TASK BRIEF >> Count the lines in the records below that contain the string "background", treating uppercase and lowercase as different. Reply with the number alone.

=-=-=

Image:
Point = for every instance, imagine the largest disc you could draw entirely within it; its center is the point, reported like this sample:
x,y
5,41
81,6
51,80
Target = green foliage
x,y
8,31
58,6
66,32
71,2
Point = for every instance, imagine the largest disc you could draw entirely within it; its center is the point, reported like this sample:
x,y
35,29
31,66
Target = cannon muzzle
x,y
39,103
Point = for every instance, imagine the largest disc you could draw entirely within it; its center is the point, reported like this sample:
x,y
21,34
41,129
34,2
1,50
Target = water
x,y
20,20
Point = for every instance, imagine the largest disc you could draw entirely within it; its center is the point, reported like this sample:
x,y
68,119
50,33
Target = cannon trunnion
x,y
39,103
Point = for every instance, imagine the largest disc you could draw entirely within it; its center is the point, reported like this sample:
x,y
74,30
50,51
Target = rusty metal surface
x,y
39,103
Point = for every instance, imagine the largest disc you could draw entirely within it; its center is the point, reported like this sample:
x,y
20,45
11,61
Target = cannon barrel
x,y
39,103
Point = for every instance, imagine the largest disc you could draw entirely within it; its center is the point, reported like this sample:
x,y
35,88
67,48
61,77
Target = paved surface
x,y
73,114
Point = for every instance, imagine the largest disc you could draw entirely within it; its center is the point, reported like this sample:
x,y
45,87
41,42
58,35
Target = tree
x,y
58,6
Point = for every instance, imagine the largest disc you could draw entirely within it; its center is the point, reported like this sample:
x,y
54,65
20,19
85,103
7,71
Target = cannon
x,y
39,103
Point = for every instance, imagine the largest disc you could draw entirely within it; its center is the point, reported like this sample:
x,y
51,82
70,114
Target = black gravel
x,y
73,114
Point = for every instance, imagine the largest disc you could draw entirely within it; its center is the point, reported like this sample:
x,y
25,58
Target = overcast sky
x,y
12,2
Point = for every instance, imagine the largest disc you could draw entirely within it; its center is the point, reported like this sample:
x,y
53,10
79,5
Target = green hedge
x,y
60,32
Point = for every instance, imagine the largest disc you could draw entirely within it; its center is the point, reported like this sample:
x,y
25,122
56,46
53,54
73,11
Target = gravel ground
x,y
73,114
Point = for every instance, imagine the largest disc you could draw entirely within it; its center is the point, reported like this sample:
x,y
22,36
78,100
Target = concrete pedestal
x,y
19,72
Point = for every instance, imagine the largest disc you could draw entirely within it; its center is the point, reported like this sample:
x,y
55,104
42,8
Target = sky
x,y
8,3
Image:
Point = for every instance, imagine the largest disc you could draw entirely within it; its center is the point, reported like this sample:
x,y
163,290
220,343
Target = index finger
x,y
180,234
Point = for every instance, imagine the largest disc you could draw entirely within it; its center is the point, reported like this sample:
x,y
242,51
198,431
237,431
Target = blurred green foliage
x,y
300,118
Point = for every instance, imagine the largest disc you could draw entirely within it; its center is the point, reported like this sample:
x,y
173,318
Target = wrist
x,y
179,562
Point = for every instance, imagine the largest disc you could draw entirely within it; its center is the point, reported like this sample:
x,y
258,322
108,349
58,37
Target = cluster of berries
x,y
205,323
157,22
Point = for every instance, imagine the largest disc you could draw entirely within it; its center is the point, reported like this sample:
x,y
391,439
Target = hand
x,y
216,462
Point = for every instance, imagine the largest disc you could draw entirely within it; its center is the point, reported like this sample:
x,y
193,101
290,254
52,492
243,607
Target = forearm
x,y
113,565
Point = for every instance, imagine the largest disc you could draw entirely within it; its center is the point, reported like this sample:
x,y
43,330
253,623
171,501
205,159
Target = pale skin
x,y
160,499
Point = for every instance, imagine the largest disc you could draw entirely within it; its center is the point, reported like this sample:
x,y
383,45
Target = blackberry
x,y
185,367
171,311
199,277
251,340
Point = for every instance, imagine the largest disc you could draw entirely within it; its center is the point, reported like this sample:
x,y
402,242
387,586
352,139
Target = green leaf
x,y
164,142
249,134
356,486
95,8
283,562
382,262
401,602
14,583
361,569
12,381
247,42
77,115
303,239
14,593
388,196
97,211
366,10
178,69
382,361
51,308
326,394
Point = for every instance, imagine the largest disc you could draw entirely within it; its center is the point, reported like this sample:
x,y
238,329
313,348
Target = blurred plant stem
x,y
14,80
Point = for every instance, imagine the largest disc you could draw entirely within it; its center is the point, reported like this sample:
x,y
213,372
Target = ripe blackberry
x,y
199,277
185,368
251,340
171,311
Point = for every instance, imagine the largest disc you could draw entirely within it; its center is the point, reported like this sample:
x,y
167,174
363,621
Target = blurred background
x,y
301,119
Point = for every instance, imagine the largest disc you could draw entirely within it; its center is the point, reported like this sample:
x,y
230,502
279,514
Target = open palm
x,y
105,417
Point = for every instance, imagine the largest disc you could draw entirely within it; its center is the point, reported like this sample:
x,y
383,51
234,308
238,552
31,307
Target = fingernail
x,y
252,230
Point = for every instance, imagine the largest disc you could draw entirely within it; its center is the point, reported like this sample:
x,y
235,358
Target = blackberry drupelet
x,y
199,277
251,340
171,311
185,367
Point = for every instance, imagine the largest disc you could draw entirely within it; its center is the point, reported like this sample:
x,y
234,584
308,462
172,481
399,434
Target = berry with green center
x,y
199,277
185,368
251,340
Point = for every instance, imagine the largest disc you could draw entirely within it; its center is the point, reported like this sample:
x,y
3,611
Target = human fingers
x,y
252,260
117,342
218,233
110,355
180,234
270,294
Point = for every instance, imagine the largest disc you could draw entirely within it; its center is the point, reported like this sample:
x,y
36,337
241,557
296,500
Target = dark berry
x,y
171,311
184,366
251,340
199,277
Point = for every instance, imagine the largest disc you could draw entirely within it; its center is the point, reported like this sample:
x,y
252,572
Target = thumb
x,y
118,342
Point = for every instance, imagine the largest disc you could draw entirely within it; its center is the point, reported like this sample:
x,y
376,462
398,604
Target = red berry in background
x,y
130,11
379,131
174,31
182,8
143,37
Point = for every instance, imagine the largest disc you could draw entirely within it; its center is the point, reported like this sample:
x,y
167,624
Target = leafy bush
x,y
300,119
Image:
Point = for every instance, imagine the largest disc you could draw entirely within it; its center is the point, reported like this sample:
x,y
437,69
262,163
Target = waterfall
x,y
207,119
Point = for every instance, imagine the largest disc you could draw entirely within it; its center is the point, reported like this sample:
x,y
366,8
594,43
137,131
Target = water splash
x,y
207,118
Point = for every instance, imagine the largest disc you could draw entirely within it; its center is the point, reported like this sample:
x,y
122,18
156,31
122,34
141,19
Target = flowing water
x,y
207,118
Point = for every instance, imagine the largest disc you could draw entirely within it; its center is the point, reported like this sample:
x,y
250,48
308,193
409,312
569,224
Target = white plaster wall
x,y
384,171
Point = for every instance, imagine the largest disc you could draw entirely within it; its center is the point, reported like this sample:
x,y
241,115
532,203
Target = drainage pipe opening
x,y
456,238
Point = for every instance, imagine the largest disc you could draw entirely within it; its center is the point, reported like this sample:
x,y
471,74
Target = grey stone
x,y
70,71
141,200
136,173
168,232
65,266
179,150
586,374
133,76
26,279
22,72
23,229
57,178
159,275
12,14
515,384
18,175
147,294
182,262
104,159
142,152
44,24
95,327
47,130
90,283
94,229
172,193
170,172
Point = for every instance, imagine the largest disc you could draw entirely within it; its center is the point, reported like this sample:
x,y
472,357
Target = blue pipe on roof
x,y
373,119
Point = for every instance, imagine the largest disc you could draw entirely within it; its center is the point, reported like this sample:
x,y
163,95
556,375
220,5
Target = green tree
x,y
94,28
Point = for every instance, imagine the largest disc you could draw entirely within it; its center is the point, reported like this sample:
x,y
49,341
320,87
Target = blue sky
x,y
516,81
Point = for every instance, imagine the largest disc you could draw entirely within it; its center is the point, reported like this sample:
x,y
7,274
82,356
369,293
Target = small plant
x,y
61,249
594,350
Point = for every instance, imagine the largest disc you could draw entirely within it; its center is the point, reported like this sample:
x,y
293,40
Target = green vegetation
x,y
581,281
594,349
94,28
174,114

=-=-=

RESPONSE TO THIS TASK >> 2